## EXERCISE INPUT
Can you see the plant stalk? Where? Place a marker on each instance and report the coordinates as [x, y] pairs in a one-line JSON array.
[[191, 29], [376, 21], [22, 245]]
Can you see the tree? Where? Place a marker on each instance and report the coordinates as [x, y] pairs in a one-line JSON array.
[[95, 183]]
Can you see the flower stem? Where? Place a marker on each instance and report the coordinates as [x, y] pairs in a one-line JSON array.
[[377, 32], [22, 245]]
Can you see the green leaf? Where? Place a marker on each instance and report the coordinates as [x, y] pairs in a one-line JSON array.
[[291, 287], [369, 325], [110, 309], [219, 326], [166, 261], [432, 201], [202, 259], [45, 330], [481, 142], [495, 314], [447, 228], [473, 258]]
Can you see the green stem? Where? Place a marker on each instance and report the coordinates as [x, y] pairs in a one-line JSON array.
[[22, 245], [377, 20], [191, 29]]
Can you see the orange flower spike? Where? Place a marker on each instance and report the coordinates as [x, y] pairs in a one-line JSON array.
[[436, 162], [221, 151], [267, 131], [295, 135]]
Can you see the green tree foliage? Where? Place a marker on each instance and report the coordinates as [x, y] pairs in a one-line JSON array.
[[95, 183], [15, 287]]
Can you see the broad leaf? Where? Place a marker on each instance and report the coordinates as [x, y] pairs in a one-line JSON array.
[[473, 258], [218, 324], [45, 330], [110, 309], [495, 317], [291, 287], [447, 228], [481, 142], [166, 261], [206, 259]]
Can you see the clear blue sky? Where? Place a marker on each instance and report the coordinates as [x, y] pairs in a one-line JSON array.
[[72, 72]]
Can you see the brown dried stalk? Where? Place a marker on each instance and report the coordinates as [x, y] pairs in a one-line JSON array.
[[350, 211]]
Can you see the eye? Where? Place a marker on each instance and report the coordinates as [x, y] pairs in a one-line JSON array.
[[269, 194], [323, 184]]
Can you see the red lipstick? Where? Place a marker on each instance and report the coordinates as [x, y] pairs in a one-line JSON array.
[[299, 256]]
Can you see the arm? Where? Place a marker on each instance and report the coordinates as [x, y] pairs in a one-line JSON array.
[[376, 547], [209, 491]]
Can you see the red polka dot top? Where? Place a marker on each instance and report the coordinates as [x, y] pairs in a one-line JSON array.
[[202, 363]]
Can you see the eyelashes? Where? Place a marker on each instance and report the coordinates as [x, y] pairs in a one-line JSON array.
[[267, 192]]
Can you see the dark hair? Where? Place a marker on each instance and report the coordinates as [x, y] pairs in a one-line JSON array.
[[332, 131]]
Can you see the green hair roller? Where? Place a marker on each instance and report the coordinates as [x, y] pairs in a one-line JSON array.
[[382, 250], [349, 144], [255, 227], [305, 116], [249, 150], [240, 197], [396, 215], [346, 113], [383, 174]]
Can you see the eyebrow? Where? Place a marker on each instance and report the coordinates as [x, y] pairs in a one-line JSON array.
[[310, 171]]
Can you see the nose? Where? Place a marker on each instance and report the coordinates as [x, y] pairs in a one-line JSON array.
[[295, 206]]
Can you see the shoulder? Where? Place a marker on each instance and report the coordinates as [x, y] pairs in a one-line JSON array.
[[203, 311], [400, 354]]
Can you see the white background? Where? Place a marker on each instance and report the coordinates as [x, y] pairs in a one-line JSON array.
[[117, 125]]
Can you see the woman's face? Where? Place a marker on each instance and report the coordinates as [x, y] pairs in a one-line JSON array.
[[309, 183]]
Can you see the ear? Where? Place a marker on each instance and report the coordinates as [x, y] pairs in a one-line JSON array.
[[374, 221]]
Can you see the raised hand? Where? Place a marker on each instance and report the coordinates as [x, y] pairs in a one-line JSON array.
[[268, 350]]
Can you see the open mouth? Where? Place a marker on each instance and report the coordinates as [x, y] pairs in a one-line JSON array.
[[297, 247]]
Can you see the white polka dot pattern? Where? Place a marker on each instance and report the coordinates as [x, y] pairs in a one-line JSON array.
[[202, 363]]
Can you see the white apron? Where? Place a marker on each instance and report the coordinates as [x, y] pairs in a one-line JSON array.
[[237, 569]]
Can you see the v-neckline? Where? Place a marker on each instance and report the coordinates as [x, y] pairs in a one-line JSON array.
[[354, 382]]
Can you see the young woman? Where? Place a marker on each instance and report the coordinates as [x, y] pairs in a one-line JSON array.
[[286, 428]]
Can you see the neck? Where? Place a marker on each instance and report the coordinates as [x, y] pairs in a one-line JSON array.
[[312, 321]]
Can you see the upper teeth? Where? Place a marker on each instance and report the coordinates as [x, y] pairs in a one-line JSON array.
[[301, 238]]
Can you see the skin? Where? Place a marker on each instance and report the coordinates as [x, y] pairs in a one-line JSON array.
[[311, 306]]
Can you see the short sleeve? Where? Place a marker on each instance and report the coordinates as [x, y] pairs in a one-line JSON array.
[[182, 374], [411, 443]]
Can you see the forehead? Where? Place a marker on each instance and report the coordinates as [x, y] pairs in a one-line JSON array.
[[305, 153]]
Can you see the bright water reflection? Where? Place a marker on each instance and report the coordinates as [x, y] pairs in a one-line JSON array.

## EXERCISE DETAILS
Copy all of the material above word for word, line by line, in its original order.

## CORRECT ANSWER
Can you see the plant stalk? Where? Place a marker on each instance and report the coordinates as [x, y] pairs in a one-line JSON array.
[[191, 29], [376, 21], [22, 245]]
Can you see the tree? Where? Place a marker on each instance and report the coordinates as [x, y] pairs in a one-line JSON array.
[[95, 183]]
Can you see the flower stem? Where? Place a marker on each instance and report the coordinates as [x, y] pairs in a one-line JSON array.
[[377, 32], [22, 245]]
Can you see the green leaf? Where? Place a marker on each instance and report the coordinates as [x, y] pairs in a one-line JSON array.
[[291, 287], [369, 325], [110, 309], [219, 326], [166, 261], [432, 201], [202, 259], [45, 330], [481, 142], [495, 314], [447, 228], [473, 258]]
Can you see the green stem? Where? Place a marker on each instance and report the coordinates as [x, y] pairs in a one-line JSON array.
[[22, 245], [377, 20], [191, 29]]
Can you see the orange flower spike? Where? Place a marker on each instance and report the coordinates as [x, y] pairs in a one-line JSON array.
[[436, 162], [221, 151], [267, 131], [295, 135]]
Can you see the green tree foliage? Where? Place a marker on each instance and report the coordinates as [x, y] pairs in a one-line JSON array.
[[95, 183], [15, 287]]
Can you see the broad leaf? Where? Place a marker on each instance and report the coordinates as [x, y] pairs in a one-line JSON array.
[[473, 258], [218, 324], [45, 330], [110, 309], [495, 317], [291, 287], [447, 228], [481, 142], [166, 261], [206, 259]]
Can you see the clear blue sky? Where? Place a marker on each instance and report the coordinates as [x, y] pairs in a one-line JSON array.
[[72, 72]]
Can you see the brown dried stalk? Where? Place a marker on each instance and report the coordinates as [x, y] pairs in a one-line JSON array.
[[350, 211]]
Can you see the eye? Where? Place a marker on each instance and report the coordinates as [x, y] pairs in a one-line JSON array.
[[269, 194], [323, 184]]
Can you see the red lipstick? Where? Place a marker on each instance and report the coordinates as [x, y] pairs in a one-line JSON array.
[[299, 256]]
Can you see the arm? Where? Place a marker on each instance and report the coordinates as [x, y] pairs in a one-line JSON array.
[[376, 547], [209, 491]]
Can you see the red polka dot top? Where? Place a marker on each instance and report the coordinates as [x, y] pairs in a one-line JSON array.
[[202, 363]]
Can you see the eyelashes? Where? Place a marker on each instance and report the coordinates as [x, y] pairs in a one-line JSON array.
[[267, 192]]
Can you see the dark hair? Where? Place a marker on each instance and report the coordinates as [x, y] pairs in a one-line JSON array.
[[332, 131]]
Can you see the green hair roller? Where? Place a marker on each instance and report the coordinates as [x, y] pairs in a one-line JSON array.
[[382, 250], [349, 144], [255, 227], [305, 116], [249, 150], [240, 197], [396, 215], [346, 113], [383, 174]]
Can you see the eyebrow? Where? Place a marker on each instance and report the coordinates as [x, y] pairs in a one-line JSON array.
[[310, 171]]
Can you see the nose? Where? Place a marker on each instance and report the coordinates as [x, y] pairs in a one-line JSON array.
[[295, 206]]
Can you see the shoulder? Where? Place a marker on each instance and report the coordinates as [x, y] pairs in a one-line JSON array.
[[203, 311], [400, 354]]
Can you see the white background? Where? Place a marker on each instance and report the coordinates as [x, y] pairs in a one-line JSON array.
[[117, 125]]
Can you see the woman's face? Where? Place a marker on each instance and report the coordinates as [x, y] pairs in a one-line JSON array.
[[309, 183]]
Can you see the ear? Where? Place a marker on each instance and report the coordinates as [x, y] pairs in a one-line JSON array.
[[374, 221]]
Can you see the raised hand? Where? Place a marker on each instance and report the coordinates as [x, y] pairs in a one-line JSON array.
[[268, 350]]
Can you see the open mouth? Where? Place a marker on each instance and report the coordinates as [x, y] pairs in a one-line JSON array.
[[297, 247]]
Can you see the white polka dot pattern? Where? Place a marker on each instance and report the coordinates as [x, y] pairs in a one-line JSON array.
[[202, 363]]
Can you see the white apron? Where? Place a marker on each instance and report the coordinates as [x, y] pairs in a one-line JSON array.
[[237, 569]]
Can you see the v-neckline? Where? Place a marker on each instance and report the coordinates as [x, y] pairs in a one-line JSON array.
[[354, 382]]
Can you see the young woman? Where? Place a marker on each instance and report the coordinates as [x, y] pairs in a one-line JSON array.
[[286, 428]]
Can you see the neck? Where? Place a marker on each instance and report the coordinates as [x, y] pairs in a one-line JSON array.
[[312, 321]]
Can you see the upper teeth? Where? Place a marker on each instance and report the coordinates as [x, y] pairs in a one-line JSON array.
[[301, 238]]
Can you see the skin? Where? Place a marker on each instance and report the coordinates as [x, y] pairs in a one-line JSON array.
[[311, 306]]
Can you see the short sleeve? Where? Place a marker on each instance and report the coordinates as [x, y] pairs in a one-line JSON array.
[[182, 374], [411, 443]]
Can you see the forehead? Where? Place a marker on each instance and report the coordinates as [x, y] pairs in a one-line JSON array.
[[305, 153]]
Can you see the bright water reflection? Where? Place a marker on each instance and report the coordinates as [x, y] pairs in a one-line JSON array.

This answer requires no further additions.